# Required actions
1 > List every genre given for the band in the Allah-Las profile below.
2 > Answer these questions from the Allah-Las profile below, marking each answer with the same letter.
(a) In what year was the band formed?
(b) Which member plays lead guitar?
(c) What website is listed for the band?

Background information
- Origin: Los Angeles, California, U.S.
- Genres: Psychedelic rock, garage rock, folk rock, rock and roll, surf rock, jangle pop
- Years active: 2008–present
- Labels: Pres, Innovative Leisure, Mexican Summer, Because Music
- Members: Matthew Correia; Spencer Dunham; Miles Michaud; Pedrum Siadatian;
- Website: allahlas.com

= Allah-Las =

American rock band

Allah-Las are an American rock band from Los Angeles, California, formed in 2008. The band consists of Miles Michaud (vocals, guitar), Matthew Correia (percussion, vocals), Spencer Dunham (bass, vocals), and Pedrum Siadatian (lead guitar, vocals).

# Listed entries
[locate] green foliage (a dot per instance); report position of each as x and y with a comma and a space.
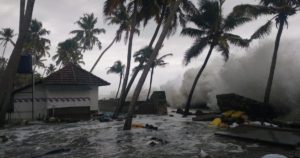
117, 68
87, 34
68, 52
51, 68
281, 9
213, 29
6, 35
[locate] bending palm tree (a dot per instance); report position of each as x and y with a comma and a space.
6, 35
6, 82
50, 69
159, 62
117, 68
164, 32
68, 52
86, 36
119, 17
214, 31
282, 9
36, 43
160, 10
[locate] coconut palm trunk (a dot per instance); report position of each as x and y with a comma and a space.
133, 24
7, 81
167, 26
150, 86
273, 63
123, 97
4, 51
103, 52
188, 104
121, 76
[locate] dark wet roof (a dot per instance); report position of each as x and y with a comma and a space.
72, 74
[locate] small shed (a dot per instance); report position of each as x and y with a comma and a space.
69, 93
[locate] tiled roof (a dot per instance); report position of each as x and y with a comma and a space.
72, 74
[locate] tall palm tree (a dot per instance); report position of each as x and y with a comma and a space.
159, 10
50, 69
282, 9
159, 62
119, 17
87, 34
117, 68
36, 42
3, 63
6, 35
6, 82
68, 52
174, 6
213, 31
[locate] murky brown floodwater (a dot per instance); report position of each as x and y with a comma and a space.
94, 139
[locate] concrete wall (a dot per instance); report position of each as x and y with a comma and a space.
65, 91
23, 104
53, 96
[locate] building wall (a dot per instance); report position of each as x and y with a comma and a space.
62, 92
23, 104
53, 96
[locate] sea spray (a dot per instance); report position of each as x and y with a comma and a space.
245, 73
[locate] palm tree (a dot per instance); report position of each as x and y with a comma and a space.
3, 63
68, 52
87, 35
117, 68
6, 35
36, 43
174, 6
119, 17
50, 69
159, 62
213, 31
282, 9
159, 10
39, 62
6, 82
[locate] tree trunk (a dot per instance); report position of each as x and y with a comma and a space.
114, 40
158, 26
174, 7
188, 103
133, 24
273, 64
6, 84
150, 86
4, 50
22, 12
121, 75
123, 99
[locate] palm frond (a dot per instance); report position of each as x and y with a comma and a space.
223, 47
192, 32
237, 40
195, 50
233, 20
263, 31
252, 11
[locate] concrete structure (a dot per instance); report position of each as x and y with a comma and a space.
69, 93
156, 105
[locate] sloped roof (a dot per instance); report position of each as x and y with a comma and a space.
72, 74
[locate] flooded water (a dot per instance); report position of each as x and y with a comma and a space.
183, 138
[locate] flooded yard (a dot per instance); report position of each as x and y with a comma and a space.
182, 138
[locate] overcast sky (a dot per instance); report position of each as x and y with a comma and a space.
59, 17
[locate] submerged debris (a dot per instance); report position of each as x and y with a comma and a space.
56, 151
274, 156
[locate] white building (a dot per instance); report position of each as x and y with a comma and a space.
69, 93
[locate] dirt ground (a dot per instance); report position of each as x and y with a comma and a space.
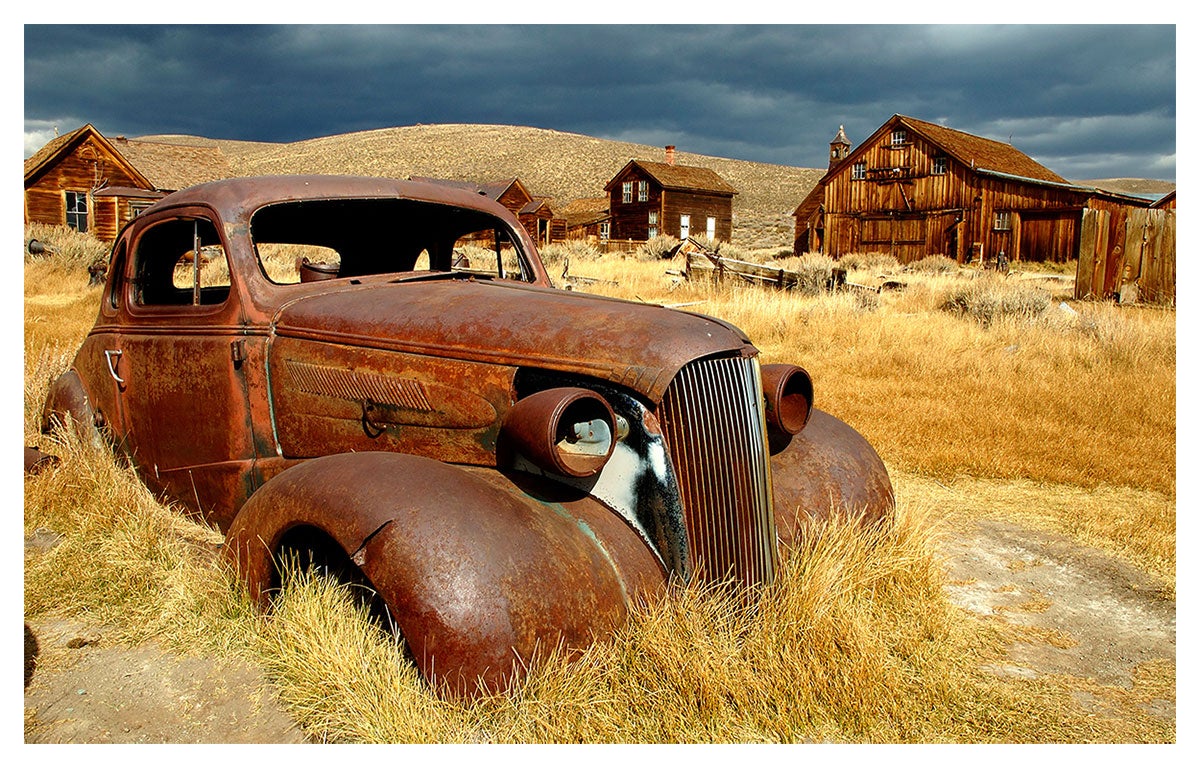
1092, 617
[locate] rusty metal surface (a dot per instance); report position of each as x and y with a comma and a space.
405, 415
828, 468
478, 575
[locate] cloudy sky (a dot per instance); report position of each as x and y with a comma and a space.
1086, 101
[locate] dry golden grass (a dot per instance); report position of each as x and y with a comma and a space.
855, 642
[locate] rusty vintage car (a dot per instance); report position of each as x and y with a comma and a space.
379, 375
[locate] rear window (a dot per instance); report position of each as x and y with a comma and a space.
331, 239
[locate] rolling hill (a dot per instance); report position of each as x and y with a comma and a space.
551, 163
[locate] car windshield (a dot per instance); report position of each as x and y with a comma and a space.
354, 238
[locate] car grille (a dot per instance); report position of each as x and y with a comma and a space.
713, 424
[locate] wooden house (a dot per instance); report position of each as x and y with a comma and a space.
916, 189
647, 199
534, 213
96, 185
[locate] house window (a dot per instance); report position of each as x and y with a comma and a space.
77, 210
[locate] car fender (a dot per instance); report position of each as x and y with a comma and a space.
480, 571
827, 468
67, 405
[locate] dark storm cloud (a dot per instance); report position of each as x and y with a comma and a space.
1087, 101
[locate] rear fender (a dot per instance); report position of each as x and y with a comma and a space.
480, 571
827, 468
69, 406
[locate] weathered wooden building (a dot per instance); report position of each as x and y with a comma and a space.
916, 189
534, 213
96, 185
647, 199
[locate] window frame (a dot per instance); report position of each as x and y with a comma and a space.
71, 214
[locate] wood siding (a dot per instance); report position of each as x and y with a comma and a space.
85, 168
915, 198
1129, 261
631, 221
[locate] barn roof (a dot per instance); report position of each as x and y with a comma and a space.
174, 166
979, 153
972, 151
675, 177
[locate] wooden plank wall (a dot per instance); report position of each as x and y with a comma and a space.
1132, 262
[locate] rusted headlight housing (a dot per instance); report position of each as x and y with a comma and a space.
568, 431
789, 394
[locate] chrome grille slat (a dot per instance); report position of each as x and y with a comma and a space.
713, 425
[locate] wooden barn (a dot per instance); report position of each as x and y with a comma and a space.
647, 199
96, 185
534, 213
916, 189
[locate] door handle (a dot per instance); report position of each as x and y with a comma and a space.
112, 369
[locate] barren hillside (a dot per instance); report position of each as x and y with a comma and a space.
552, 163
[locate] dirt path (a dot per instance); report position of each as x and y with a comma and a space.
1090, 617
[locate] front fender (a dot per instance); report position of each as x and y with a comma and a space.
480, 570
827, 468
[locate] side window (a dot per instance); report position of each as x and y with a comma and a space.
77, 210
180, 263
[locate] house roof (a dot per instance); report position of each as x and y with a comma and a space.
493, 190
673, 177
163, 167
61, 145
973, 151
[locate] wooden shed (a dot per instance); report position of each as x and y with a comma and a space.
916, 189
647, 199
96, 185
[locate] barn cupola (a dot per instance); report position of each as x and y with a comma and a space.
839, 148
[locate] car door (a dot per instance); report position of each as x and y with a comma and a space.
178, 363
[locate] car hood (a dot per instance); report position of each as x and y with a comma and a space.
635, 345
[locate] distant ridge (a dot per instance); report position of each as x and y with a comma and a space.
552, 163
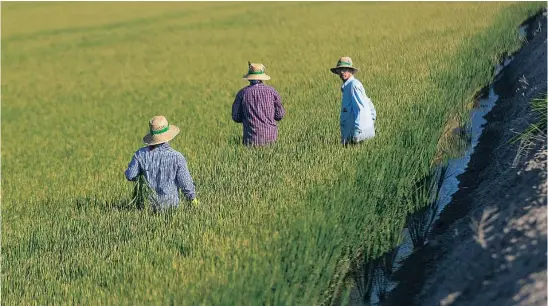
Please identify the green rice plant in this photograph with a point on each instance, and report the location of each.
(536, 130)
(538, 126)
(428, 192)
(279, 225)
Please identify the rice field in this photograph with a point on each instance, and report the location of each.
(276, 226)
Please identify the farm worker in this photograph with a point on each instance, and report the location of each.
(358, 114)
(164, 169)
(258, 107)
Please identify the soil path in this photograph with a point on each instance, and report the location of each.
(489, 245)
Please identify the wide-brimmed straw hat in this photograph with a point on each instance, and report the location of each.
(256, 72)
(344, 62)
(160, 131)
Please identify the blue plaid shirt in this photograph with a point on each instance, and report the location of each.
(165, 171)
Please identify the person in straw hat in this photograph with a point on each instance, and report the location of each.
(358, 114)
(164, 169)
(258, 107)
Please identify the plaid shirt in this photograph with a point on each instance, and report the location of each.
(165, 171)
(258, 107)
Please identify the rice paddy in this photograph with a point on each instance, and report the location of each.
(277, 225)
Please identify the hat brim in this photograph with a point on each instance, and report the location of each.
(257, 77)
(334, 70)
(151, 140)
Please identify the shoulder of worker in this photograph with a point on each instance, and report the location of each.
(356, 84)
(178, 155)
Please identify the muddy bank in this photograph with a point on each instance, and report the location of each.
(489, 245)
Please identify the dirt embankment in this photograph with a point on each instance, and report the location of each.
(489, 245)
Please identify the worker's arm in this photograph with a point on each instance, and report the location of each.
(237, 115)
(132, 171)
(358, 105)
(279, 111)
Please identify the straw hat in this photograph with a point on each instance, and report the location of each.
(160, 131)
(256, 72)
(344, 62)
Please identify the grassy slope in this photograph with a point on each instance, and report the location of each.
(78, 91)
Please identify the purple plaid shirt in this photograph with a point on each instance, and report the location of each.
(258, 107)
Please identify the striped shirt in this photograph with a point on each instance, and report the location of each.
(258, 107)
(165, 171)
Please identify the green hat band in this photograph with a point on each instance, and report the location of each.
(160, 131)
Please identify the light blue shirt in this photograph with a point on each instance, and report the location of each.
(165, 171)
(358, 114)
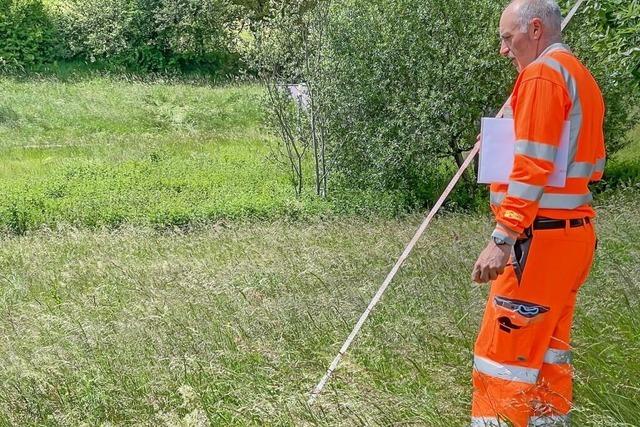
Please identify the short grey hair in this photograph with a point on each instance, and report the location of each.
(547, 11)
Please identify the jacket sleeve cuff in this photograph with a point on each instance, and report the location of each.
(506, 234)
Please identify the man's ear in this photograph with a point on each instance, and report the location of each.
(536, 28)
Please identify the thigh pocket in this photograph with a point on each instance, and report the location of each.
(514, 332)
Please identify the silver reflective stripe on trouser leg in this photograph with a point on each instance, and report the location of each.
(564, 201)
(486, 422)
(600, 163)
(581, 170)
(550, 421)
(505, 372)
(575, 115)
(554, 356)
(496, 198)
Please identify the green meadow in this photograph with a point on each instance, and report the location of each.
(157, 270)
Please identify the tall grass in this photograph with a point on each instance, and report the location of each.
(234, 324)
(106, 152)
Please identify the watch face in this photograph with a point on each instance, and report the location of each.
(498, 241)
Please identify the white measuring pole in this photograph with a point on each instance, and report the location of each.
(356, 329)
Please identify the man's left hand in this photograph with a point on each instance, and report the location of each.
(491, 262)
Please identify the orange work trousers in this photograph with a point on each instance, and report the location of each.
(522, 374)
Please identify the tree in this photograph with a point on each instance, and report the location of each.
(405, 83)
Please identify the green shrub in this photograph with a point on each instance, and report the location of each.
(27, 34)
(149, 35)
(404, 85)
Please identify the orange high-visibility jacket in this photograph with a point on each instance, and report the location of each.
(551, 90)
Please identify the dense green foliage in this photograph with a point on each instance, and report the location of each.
(617, 34)
(106, 152)
(27, 35)
(404, 84)
(149, 35)
(234, 324)
(399, 86)
(606, 46)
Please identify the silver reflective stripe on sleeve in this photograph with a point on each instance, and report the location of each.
(537, 150)
(580, 170)
(550, 421)
(486, 422)
(565, 201)
(575, 115)
(496, 198)
(507, 113)
(554, 356)
(525, 191)
(505, 372)
(500, 235)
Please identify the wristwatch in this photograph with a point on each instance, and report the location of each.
(499, 241)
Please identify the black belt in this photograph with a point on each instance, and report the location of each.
(549, 223)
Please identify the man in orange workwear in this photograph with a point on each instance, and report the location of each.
(542, 247)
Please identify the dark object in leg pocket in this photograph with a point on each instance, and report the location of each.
(520, 253)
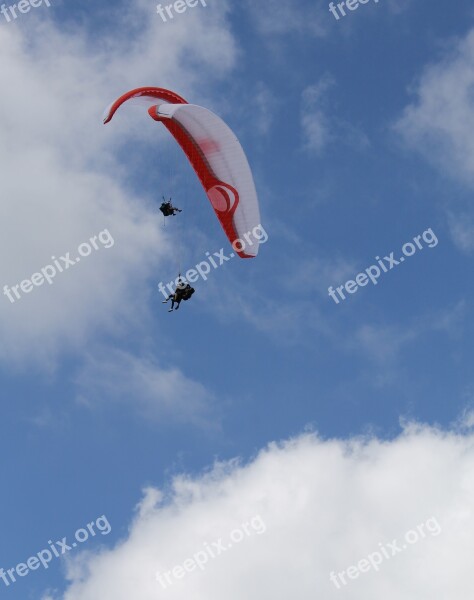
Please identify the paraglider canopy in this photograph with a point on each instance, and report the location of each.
(216, 156)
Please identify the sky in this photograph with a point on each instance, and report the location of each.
(304, 425)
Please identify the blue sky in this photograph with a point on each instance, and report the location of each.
(358, 134)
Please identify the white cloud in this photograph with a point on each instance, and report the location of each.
(439, 122)
(461, 227)
(279, 18)
(325, 505)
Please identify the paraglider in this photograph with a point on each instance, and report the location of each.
(215, 155)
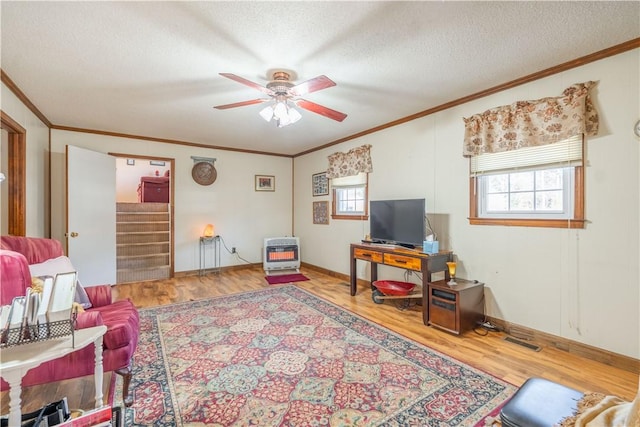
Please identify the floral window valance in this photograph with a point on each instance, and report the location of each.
(351, 163)
(532, 123)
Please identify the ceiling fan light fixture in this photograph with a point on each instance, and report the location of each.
(294, 115)
(280, 110)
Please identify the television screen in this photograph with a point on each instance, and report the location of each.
(400, 222)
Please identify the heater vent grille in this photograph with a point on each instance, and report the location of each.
(281, 253)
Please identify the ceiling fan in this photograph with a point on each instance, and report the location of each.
(283, 93)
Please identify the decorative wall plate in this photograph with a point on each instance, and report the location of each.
(204, 173)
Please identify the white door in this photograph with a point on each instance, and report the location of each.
(91, 215)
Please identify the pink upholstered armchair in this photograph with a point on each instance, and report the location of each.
(17, 254)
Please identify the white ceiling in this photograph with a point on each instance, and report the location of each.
(151, 68)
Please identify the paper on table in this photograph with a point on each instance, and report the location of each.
(61, 300)
(47, 288)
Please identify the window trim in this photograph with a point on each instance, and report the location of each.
(577, 221)
(359, 217)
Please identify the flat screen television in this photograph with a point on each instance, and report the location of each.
(399, 222)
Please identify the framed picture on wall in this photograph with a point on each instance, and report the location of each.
(265, 183)
(321, 212)
(320, 184)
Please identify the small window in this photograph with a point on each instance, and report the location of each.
(350, 197)
(534, 186)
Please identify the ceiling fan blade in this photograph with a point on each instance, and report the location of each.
(319, 109)
(315, 84)
(247, 83)
(240, 104)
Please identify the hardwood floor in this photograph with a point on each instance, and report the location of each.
(490, 353)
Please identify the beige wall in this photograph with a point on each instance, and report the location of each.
(579, 284)
(242, 216)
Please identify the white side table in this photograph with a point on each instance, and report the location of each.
(214, 243)
(16, 361)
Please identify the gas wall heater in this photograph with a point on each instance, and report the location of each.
(281, 253)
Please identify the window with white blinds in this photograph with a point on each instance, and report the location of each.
(563, 153)
(533, 183)
(350, 200)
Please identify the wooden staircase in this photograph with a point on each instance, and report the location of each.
(143, 242)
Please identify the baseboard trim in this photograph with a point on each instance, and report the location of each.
(221, 270)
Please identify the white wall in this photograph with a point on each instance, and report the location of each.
(242, 216)
(579, 284)
(37, 174)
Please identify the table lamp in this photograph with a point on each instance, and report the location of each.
(208, 231)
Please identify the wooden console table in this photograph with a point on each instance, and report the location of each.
(408, 259)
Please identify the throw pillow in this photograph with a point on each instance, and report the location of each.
(62, 264)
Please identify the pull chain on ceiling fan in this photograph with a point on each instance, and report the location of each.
(285, 95)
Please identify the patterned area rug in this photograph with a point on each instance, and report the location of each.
(283, 357)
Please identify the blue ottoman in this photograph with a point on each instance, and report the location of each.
(540, 403)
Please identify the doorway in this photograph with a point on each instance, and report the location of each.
(15, 151)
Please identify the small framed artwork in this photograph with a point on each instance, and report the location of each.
(320, 184)
(321, 212)
(265, 183)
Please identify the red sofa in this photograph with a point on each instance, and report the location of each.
(120, 317)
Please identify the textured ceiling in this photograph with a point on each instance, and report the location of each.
(151, 68)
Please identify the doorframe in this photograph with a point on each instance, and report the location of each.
(16, 175)
(172, 164)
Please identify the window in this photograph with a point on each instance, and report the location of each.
(535, 186)
(350, 197)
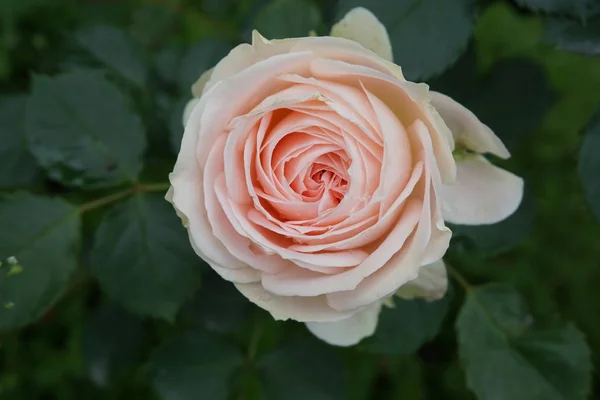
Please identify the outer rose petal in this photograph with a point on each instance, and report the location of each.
(483, 193)
(187, 111)
(362, 26)
(200, 84)
(466, 128)
(303, 309)
(349, 331)
(431, 283)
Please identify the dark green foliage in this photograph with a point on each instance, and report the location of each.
(102, 296)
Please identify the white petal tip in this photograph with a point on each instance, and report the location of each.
(363, 27)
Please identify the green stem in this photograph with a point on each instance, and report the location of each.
(113, 197)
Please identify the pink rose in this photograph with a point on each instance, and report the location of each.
(311, 175)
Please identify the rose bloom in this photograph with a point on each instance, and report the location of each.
(317, 179)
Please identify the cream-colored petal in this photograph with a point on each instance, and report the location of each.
(431, 283)
(187, 111)
(363, 27)
(198, 86)
(349, 331)
(466, 128)
(303, 309)
(483, 193)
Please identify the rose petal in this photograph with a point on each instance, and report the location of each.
(409, 101)
(405, 260)
(199, 86)
(303, 309)
(363, 27)
(466, 128)
(187, 111)
(431, 283)
(348, 331)
(482, 194)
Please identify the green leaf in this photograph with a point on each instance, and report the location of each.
(500, 237)
(362, 371)
(219, 8)
(512, 98)
(197, 59)
(80, 128)
(154, 23)
(570, 35)
(143, 258)
(112, 341)
(18, 166)
(577, 8)
(427, 35)
(589, 165)
(194, 365)
(404, 328)
(116, 50)
(218, 306)
(303, 369)
(504, 358)
(38, 240)
(282, 19)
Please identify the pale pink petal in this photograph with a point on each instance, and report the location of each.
(408, 101)
(314, 309)
(466, 128)
(303, 283)
(348, 331)
(404, 263)
(363, 27)
(482, 194)
(187, 111)
(431, 283)
(201, 84)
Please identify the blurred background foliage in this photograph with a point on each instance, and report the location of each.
(530, 69)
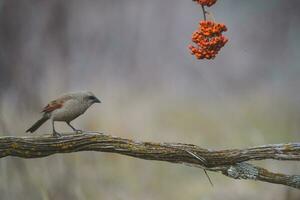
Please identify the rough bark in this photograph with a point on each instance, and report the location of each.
(230, 162)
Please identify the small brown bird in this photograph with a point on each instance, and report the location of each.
(66, 108)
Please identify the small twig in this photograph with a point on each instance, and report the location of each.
(204, 12)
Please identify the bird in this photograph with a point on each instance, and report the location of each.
(65, 108)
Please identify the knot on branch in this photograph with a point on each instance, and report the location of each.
(242, 171)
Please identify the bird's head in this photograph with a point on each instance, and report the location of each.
(90, 98)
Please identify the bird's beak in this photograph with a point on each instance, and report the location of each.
(97, 100)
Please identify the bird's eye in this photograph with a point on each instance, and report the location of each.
(91, 98)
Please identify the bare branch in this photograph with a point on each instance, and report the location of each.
(229, 162)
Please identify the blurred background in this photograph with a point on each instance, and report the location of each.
(133, 55)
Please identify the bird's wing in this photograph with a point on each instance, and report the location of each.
(55, 104)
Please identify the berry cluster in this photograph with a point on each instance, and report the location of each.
(208, 39)
(206, 2)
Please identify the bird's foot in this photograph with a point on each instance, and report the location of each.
(56, 134)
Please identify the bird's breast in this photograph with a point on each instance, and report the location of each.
(69, 111)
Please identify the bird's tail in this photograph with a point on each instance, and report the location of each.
(37, 124)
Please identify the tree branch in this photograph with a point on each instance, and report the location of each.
(229, 162)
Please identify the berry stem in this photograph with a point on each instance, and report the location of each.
(204, 12)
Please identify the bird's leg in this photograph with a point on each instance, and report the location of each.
(55, 134)
(74, 129)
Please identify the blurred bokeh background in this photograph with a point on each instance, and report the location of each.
(133, 55)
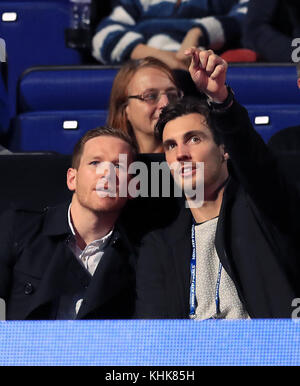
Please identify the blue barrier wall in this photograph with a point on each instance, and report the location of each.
(150, 343)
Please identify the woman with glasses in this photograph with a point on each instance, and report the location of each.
(140, 91)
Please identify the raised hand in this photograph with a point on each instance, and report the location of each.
(208, 72)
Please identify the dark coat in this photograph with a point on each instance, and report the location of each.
(256, 237)
(37, 266)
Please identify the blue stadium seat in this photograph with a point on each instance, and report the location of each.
(4, 109)
(65, 88)
(268, 119)
(34, 35)
(89, 86)
(270, 94)
(263, 83)
(53, 130)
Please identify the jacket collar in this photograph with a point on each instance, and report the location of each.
(56, 220)
(56, 224)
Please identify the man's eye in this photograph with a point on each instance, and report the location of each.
(150, 96)
(170, 146)
(195, 139)
(172, 95)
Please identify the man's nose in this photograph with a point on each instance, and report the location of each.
(163, 101)
(105, 170)
(182, 152)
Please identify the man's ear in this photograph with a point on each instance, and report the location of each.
(71, 179)
(226, 156)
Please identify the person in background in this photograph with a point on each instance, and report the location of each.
(140, 90)
(234, 254)
(270, 27)
(287, 139)
(73, 261)
(164, 29)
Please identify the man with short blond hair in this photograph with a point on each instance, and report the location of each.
(73, 261)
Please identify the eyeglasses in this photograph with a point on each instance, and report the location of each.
(152, 97)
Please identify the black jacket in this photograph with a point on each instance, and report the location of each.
(256, 237)
(37, 267)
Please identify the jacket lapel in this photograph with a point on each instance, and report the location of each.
(56, 231)
(180, 233)
(111, 278)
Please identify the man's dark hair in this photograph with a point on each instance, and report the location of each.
(100, 132)
(183, 107)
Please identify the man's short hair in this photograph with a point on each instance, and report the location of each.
(100, 132)
(185, 106)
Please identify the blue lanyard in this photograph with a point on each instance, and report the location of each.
(193, 280)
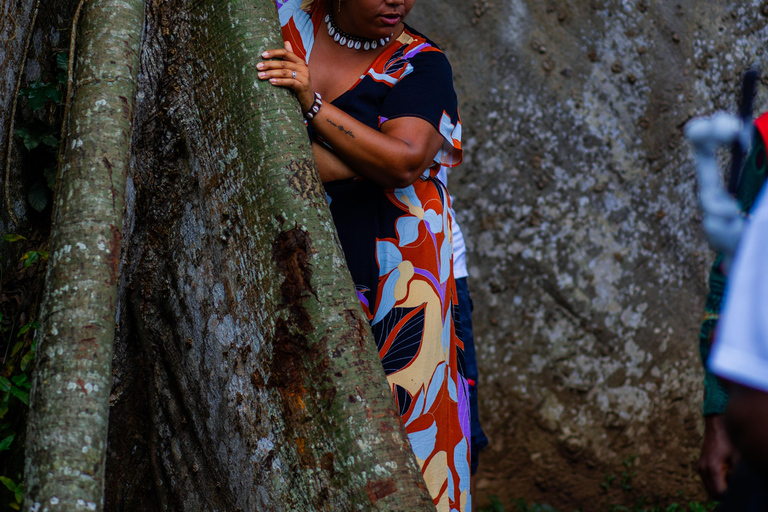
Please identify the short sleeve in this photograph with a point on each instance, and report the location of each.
(425, 90)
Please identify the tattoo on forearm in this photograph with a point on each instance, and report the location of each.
(341, 128)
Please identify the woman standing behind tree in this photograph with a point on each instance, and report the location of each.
(381, 109)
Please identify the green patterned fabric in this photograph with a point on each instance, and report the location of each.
(750, 183)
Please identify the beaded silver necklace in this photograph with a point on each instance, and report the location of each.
(350, 41)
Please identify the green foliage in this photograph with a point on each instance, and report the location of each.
(38, 93)
(38, 133)
(42, 137)
(31, 257)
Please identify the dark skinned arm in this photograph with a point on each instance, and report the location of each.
(394, 157)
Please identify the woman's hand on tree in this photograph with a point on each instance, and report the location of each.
(288, 70)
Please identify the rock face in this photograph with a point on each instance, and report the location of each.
(587, 264)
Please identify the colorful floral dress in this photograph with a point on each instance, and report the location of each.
(398, 246)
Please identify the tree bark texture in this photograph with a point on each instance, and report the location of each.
(259, 385)
(67, 426)
(587, 265)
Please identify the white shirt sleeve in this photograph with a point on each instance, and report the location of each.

# Answer set
1 > Psychedelic rock, garage rock, folk rock, rock and roll, surf rock, jangle pop

2 >
(a) 2008
(b) Pedrum Siadatian
(c) allahlas.com